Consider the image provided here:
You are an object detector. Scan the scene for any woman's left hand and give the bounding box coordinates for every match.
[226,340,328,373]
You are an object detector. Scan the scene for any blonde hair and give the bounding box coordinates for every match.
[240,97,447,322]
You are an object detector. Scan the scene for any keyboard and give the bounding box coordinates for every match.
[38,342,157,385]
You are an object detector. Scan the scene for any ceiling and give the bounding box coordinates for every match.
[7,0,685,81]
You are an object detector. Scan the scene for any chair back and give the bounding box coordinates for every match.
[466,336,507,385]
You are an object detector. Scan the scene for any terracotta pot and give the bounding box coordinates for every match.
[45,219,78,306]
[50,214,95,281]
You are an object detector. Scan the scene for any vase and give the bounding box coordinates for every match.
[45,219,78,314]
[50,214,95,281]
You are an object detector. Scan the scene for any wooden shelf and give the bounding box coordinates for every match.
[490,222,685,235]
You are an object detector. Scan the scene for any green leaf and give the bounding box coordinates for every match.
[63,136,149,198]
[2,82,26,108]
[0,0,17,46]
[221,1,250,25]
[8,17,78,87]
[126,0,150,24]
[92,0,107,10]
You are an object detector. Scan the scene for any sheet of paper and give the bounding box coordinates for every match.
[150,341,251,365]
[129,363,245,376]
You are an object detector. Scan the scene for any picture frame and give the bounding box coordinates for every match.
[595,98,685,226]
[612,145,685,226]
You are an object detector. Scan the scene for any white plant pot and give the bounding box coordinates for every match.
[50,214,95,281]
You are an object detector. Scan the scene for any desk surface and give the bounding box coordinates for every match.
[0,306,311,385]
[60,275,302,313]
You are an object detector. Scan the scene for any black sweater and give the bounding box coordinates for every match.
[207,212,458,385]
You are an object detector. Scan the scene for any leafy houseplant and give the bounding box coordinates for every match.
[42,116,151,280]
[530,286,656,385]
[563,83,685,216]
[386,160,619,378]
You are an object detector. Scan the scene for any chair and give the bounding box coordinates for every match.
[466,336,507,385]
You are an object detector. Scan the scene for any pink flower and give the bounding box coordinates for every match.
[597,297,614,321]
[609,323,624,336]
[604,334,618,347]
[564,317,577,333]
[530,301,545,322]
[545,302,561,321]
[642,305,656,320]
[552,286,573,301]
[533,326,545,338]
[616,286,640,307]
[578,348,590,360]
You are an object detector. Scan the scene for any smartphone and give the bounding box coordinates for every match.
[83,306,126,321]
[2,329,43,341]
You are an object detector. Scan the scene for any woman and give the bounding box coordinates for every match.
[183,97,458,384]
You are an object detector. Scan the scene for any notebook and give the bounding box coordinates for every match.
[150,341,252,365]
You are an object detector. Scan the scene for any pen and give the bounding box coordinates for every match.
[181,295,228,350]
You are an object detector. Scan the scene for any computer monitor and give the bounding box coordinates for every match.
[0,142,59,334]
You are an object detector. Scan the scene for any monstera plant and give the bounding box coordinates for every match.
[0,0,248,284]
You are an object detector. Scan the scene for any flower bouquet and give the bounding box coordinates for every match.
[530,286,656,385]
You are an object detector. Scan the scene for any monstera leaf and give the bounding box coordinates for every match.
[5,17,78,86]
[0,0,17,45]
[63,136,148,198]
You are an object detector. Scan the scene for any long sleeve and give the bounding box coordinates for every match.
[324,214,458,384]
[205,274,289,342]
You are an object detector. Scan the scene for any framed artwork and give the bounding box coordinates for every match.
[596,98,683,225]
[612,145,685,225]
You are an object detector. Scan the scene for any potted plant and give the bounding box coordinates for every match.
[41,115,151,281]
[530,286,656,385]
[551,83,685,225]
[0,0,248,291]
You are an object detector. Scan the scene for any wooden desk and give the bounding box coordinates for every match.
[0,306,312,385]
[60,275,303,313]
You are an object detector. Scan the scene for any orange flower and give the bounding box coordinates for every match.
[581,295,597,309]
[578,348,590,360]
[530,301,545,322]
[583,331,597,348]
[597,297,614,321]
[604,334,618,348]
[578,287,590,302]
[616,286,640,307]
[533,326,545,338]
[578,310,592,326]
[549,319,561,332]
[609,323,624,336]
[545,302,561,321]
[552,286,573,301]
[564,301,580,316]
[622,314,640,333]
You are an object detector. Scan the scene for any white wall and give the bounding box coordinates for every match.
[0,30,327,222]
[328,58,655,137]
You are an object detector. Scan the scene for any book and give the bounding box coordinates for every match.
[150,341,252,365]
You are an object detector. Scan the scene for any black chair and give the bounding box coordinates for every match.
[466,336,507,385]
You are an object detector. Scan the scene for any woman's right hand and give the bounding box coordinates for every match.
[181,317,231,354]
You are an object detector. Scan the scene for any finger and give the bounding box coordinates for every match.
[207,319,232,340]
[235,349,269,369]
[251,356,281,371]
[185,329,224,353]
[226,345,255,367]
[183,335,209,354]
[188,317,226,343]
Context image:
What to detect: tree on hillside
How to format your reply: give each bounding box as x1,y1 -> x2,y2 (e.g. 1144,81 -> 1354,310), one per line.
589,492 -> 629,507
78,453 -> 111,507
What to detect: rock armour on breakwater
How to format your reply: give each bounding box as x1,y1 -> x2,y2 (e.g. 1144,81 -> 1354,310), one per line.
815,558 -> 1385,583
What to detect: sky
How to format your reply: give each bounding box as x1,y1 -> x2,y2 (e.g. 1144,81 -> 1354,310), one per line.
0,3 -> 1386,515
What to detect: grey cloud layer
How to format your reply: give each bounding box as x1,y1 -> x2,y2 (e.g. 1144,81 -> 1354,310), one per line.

=======

Prompt
Copy out the material above word for word, keeping every line as it stands.

Result
Consider the image provided here:
You are an object detector. Scan the scene for any woman's left hand and give the bounding box coordinates for every match.
[226,340,328,373]
You are an object detector. Scan the scene for any blonde hair and give the bounding box coordinates for every match.
[240,97,447,322]
You are an object detector. Scan the scene for any keyboard and give the bounding box coordinates for every match.
[38,342,157,385]
You are an object detector. Scan the scene for any ceiling and give the bounding box coordinates for every match.
[7,0,685,81]
You are an object detector. Scan the scene for any chair back and give the bounding box coordinates for every match.
[466,336,507,385]
You are an object detector. Scan the scene for any terracotta pot and give the bounding box coordinates for every match.
[45,219,78,306]
[50,214,95,281]
You are an object detector. Scan the scene for any vase and give the bounding box coordinates for every match.
[45,219,78,314]
[50,214,95,281]
You are an object detector. Scan the scene for any wooden shelf and give the bounding box coordinates for every match.
[490,222,685,235]
You are an object detector. Scan the scene for any green leaf and give the bounding box coordinates for every match.
[63,136,149,198]
[2,82,26,108]
[0,0,17,46]
[221,1,250,25]
[8,17,78,87]
[126,0,150,24]
[92,0,107,10]
You are an object detector. Scan the scene for any sheet of paper and give the bounding box coordinates for every match.
[150,341,251,365]
[129,363,245,376]
You are an object detector. Scan the scene for any picture frame and give the bounding box coordinates for every match.
[595,98,685,226]
[612,145,685,226]
You are an object detector. Scan the scene for any white plant pot and give the bounding box coordinates for every match.
[50,214,95,281]
You are an object detector. Scan the scene for any desk surface and give the bounding box coordinates for every match.
[0,306,311,385]
[60,275,302,313]
You are an object detector. Scan the scene for any black sweater and give the bounding box coordinates for every match.
[207,212,458,385]
You are an object detector. Scan the scene for any leafy houseplant and give the bounding box coordinates for every match.
[42,116,151,280]
[530,286,656,385]
[563,83,685,216]
[386,160,619,378]
You are an object detector. Scan the scene for any chair and give the bounding box coordinates for every match.
[466,336,507,385]
You are an object detector. Scan the scene for any pink flower and give the bounding box coordinates for every match.
[597,297,614,321]
[609,323,624,336]
[604,334,618,347]
[564,317,577,333]
[530,301,545,322]
[545,302,561,321]
[642,305,656,320]
[552,286,573,301]
[533,326,545,338]
[616,286,640,307]
[578,348,590,360]
You are an object detector. Scan the scene for any smartphone and give the bounding box coordinates for every match.
[83,306,126,321]
[2,329,43,341]
You are an object detector. Scan the scene for any woman and give the bounding box coordinates for every match.
[183,97,458,384]
You are an object detector. Scan the scene for any notebook and give the bounding box coordinates for every match.
[150,341,252,365]
You are an object detector. Scan the scene for any pen and give the bounding box coordinates for every match.
[181,295,228,350]
You are an object detector. Scan the scene for any computer monitor and give the bounding box coordinates for every match.
[0,142,59,334]
You are an object detector. Scan the scene for any monstera plant and give the bounding box coordinates for every match.
[0,0,248,284]
You are an object detector. Scan the scene for any flower bouquet and give the bounding box coordinates for every match.
[530,286,656,385]
You are an object detector. Scan the scene for any monstera leaf and give the bounding box coordinates for every match.
[5,17,78,86]
[0,0,17,45]
[63,136,148,198]
You are an object detector. Scan the scene for any long sleeve and give the bounding box coordinates for every match.
[324,214,458,384]
[205,274,289,342]
You are an object detector. Scan the scene for any framed artwork and give the bounding box coordinates for every match.
[596,98,683,225]
[612,145,685,225]
You are an object detector. Scan the scene for any potted plant and give the bounding box coordinates for every match.
[41,115,151,281]
[530,286,656,385]
[551,83,685,225]
[0,0,248,291]
You are an object detector. Scan the scene for any wooden desk and give the bounding box coordinates for every match.
[0,306,312,385]
[60,275,303,313]
You are an object detector. Scan the scene for any orange flower and give the bounding box coordinates for every match.
[581,295,597,309]
[578,348,590,360]
[530,301,545,322]
[583,331,597,348]
[597,297,614,321]
[604,334,618,348]
[578,287,590,302]
[616,286,640,307]
[533,326,545,338]
[578,310,592,326]
[549,319,561,332]
[609,323,624,336]
[545,302,561,321]
[552,286,573,301]
[564,301,580,316]
[622,314,640,333]
You are an object detector. Scan the scene for any white wall and give the bounding box coordinates for every match.
[0,30,327,222]
[328,58,655,137]
You are an object detector. Scan the scene for any book and give the bounding box coordinates for every match.
[150,341,252,365]
You are an object detector. Scan the scene for any black chair and give the bounding box coordinates for every match.
[466,336,507,385]
You are an object detector. Scan the scene for any woman's right hand and give the bounding box coordinates for every match.
[181,317,231,354]
You are an object detector. Scan the scene for any finger and give the bounding box coordinates for every match.
[207,319,232,340]
[235,349,269,369]
[251,356,281,371]
[185,329,224,353]
[226,345,255,367]
[183,335,209,354]
[188,317,226,343]
Context image:
What to detect: tree on hillside
How to format your reply: give each bounding box as x1,y1 -> x2,y2 (e.g. 1144,81 -> 1354,310), one per line.
589,492 -> 629,507
78,453 -> 111,507
What to detect: rock armour on breakwater
How to format your reply: give each bounding box as x1,y1 -> x2,y2 (e.g. 1144,81 -> 1354,310), one per line.
815,558 -> 1385,583
What to detect: sky
How to format your reply: give each bounding box as x1,y1 -> x2,y2 (e.g. 1144,81 -> 1354,310), one per line.
0,3 -> 1386,515
What to detect: grey cloud layer
How to format your reply: give each bounding box as x1,y1 -> x2,y2 (e.g. 1144,81 -> 1354,310), one per line.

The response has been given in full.